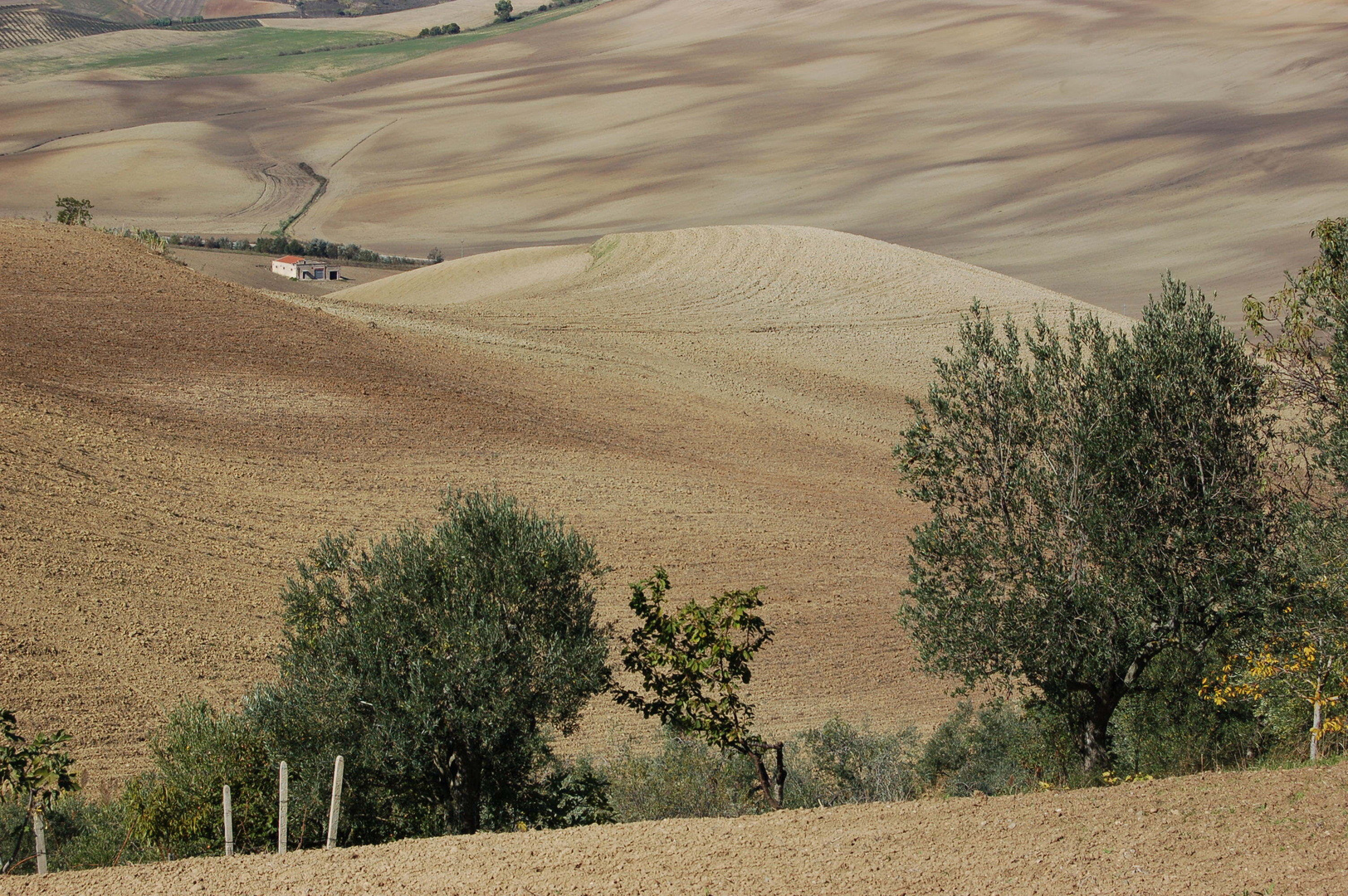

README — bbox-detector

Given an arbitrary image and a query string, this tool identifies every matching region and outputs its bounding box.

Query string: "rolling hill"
[0,0,1348,314]
[0,221,1119,782]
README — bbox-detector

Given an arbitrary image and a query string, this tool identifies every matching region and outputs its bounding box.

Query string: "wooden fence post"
[221,784,235,855]
[32,806,47,874]
[276,762,290,855]
[328,756,342,849]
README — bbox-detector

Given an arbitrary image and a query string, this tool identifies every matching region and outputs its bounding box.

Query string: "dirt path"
[7,222,1062,790]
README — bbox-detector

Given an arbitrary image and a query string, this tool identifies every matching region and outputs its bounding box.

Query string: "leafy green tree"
[1244,218,1348,500]
[1234,218,1348,760]
[246,485,609,842]
[56,195,93,226]
[0,709,80,874]
[895,283,1275,775]
[125,702,273,859]
[613,567,786,808]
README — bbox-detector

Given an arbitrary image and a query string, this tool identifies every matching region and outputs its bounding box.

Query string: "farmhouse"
[271,255,341,280]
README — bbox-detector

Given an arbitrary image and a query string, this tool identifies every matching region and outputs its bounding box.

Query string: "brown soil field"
[0,0,1348,313]
[263,0,496,37]
[0,764,1348,896]
[0,221,1116,788]
[201,0,295,19]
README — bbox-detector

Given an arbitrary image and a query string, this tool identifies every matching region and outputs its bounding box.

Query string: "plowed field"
[0,765,1348,896]
[0,0,1348,315]
[0,221,1116,783]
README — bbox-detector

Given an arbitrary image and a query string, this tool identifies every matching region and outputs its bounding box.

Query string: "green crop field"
[0,0,605,80]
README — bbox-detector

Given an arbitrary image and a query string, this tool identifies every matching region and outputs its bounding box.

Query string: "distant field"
[257,0,496,37]
[0,0,604,80]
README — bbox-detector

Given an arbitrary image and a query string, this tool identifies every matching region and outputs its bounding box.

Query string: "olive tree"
[895,276,1275,773]
[246,485,609,842]
[0,709,80,874]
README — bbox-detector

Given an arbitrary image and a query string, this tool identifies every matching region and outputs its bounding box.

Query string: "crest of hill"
[341,225,1128,409]
[342,225,1128,329]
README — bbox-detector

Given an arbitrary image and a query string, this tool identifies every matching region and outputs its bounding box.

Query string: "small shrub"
[598,730,762,822]
[125,702,276,859]
[916,701,1062,796]
[56,195,93,226]
[786,718,923,807]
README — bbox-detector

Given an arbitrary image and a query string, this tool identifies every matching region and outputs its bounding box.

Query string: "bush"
[600,730,762,822]
[786,718,923,807]
[125,702,276,859]
[56,195,93,226]
[916,701,1072,796]
[1113,650,1262,775]
[0,795,155,874]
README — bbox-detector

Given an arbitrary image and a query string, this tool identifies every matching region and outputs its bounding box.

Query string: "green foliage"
[56,195,93,226]
[613,567,786,808]
[895,283,1272,773]
[787,718,922,806]
[916,701,1062,796]
[600,729,770,822]
[246,493,609,842]
[484,757,613,830]
[1112,647,1270,776]
[1244,218,1348,501]
[0,709,80,873]
[124,702,276,859]
[0,794,158,874]
[1234,218,1348,758]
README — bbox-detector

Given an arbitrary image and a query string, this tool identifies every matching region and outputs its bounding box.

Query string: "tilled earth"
[0,764,1348,896]
[0,221,950,792]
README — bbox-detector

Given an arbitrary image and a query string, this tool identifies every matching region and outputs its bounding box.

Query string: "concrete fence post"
[276,762,290,855]
[32,807,47,874]
[221,784,235,855]
[328,756,344,849]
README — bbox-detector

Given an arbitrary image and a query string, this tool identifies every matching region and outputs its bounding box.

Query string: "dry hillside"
[0,764,1348,896]
[0,221,1116,782]
[0,0,1348,313]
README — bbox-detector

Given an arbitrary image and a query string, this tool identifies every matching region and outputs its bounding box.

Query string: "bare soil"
[0,764,1348,896]
[168,246,399,295]
[0,221,1029,790]
[0,0,1348,317]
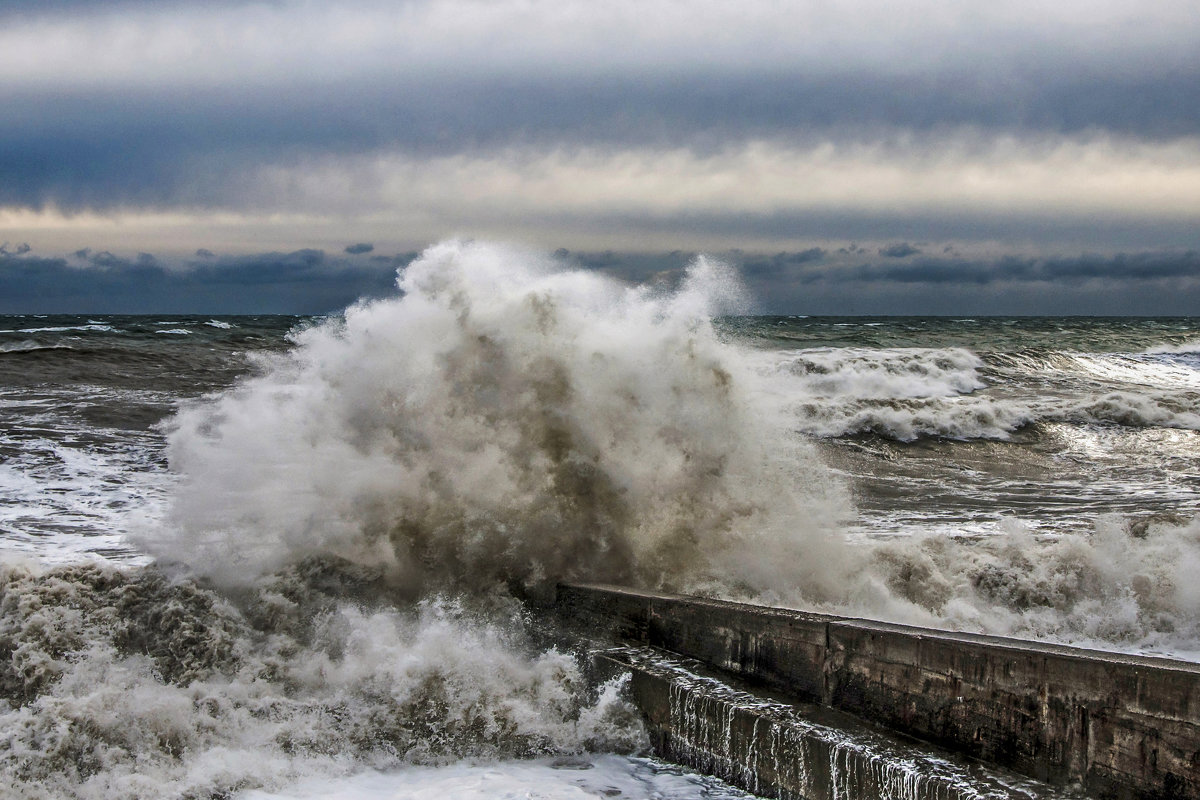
========================================================================
• TASK DIRECTIONS
Please reproduce every line of the records above as a numbered list, skipping blank lines and leaving out the pictures.

• THE OUTPUT
1. README — bbox-detector
2. Given an arbitrary image and a query string, this tool identifies every matching region and outputs its bounding box.
3. Query string: "rolling hill"
4. [0,0,1348,314]
5. [0,221,1119,782]
6. README — bbox-detector
7. Given an arbitrary image and a query string, this tool identifies every matching region and outputs its bounding box.
8. Query string: "wooden fence post"
9. [221,784,235,855]
10. [32,806,47,874]
11. [276,762,290,855]
12. [328,756,342,849]
13. README — bbox-detector
14. Given an arbitrary image and a query string, this tool identifies every matching region and outputs its bounding box.
15. Query string: "dirt path"
16. [7,222,1062,790]
17. README — bbox-detector
18. Given an arbitrary image and a query string, this tool identifies every matching region and outputs its bounding box.
19. Query string: "leafy green tree"
20. [1244,218,1348,500]
21. [1234,218,1348,760]
22. [246,485,609,842]
23. [56,195,93,226]
24. [0,709,80,874]
25. [895,283,1275,775]
26. [125,702,273,859]
27. [613,567,786,808]
28. README — bbox-detector
29. Given an arbitrary image and a query string, this tool identifies every matching region and outputs its bounding box.
30. Query string: "farmhouse"
31. [271,255,341,280]
32. README — bbox-detector
33. Given an arbitrary image and a query string, this tool identifies every matching region and outputs its bounding box.
34. Query string: "brown soil field"
35. [0,0,1348,313]
36. [263,0,496,37]
37. [0,764,1348,896]
38. [0,221,1116,788]
39. [201,0,295,19]
40. README — bbox-detector
41. Given an arbitrary image and a query string, this tool identifies every matching region and outputs its bounding box.
42. Query string: "plowed field"
43. [0,765,1348,896]
44. [0,0,1348,315]
45. [0,221,1116,783]
46. README — bbox-detector
47. Given an arbitrary image and a query string, this tool identifies every matching region and outputs its bounding box.
48. Query string: "green crop field"
49. [0,0,605,80]
50. README — bbox-detector
51. Given an arbitrary image and a query string, this tool identifies every matching region and outputs its bounding box.
52. Query string: "distant field"
53. [257,0,496,37]
54. [0,0,604,80]
55. README — bbox-detector
56. Given an arbitrary image and a query string, this tool identifies every matching region and outputs its bounding box.
57. Query string: "olive tree"
58. [895,276,1275,773]
59. [246,485,609,842]
60. [0,709,80,874]
61. README — bbox-detector
62. Given an arbitrary image and a query string, this tool identifies every matching region and outputs its bounding box.
63. Query string: "crest of hill"
64. [341,225,1128,409]
65. [342,225,1128,329]
66. README — bbox-detector
67. Given an arbitrary image and a query string, this tool identifies every matching region and outputs its bounding box.
68. Query string: "small shrub"
69. [598,730,762,822]
70. [125,702,276,859]
71. [916,701,1062,796]
72. [56,195,93,226]
73. [786,718,923,807]
74. README — bbox-detector
75. Given an arbitrary image and a query string, this tool identifies every matching region and outputs its bounding box.
76. Query string: "bush"
77. [600,730,762,822]
78. [786,718,923,807]
79. [125,702,276,859]
80. [56,195,93,226]
81. [916,701,1072,796]
82. [1113,650,1262,775]
83. [0,795,155,874]
84. README — bbox-detector
85. Given an arbitrary image and a query string, this tool identifies every matching region and outputs its bounding box.
86. Query string: "green foliage"
87. [56,195,93,226]
88. [613,567,786,808]
89. [895,283,1272,773]
90. [787,718,922,806]
91. [916,701,1062,796]
92. [600,729,770,822]
93. [246,493,609,842]
94. [484,757,613,830]
95. [1112,647,1270,776]
96. [1244,218,1348,501]
97. [0,709,80,873]
98. [124,702,276,859]
99. [0,794,158,874]
100. [1234,218,1348,758]
101. README — bbox-detector
102. Given an arbitrary image and a query string, this tool identifies every matching region and outputs its bounding box.
103. Query string: "tilled earth"
104. [0,764,1348,896]
105. [0,221,950,792]
106. README — bbox-detector
107. Given an arbitrary image and a query string, this tool identifies every matching region and outputs its bounding box.
108. Query string: "concrete fence post"
109. [276,762,290,855]
110. [32,807,47,874]
111. [221,784,235,855]
112. [328,756,344,849]
113. README — bbox-detector
114. Given an arbitrary image and a query string, this tool identifies every matching region and outputs its bounding box.
115. Query string: "dry hillside"
116. [0,764,1348,896]
117. [0,221,1116,782]
118. [0,0,1348,313]
119. README — bbox-detector
120. Given an arbitrary image and a query string, this tool identifies every matching region and outputs its bounding box.
121. Query string: "bare soil"
122. [0,764,1348,896]
123. [168,246,399,295]
124. [0,221,1029,790]
125. [0,0,1348,317]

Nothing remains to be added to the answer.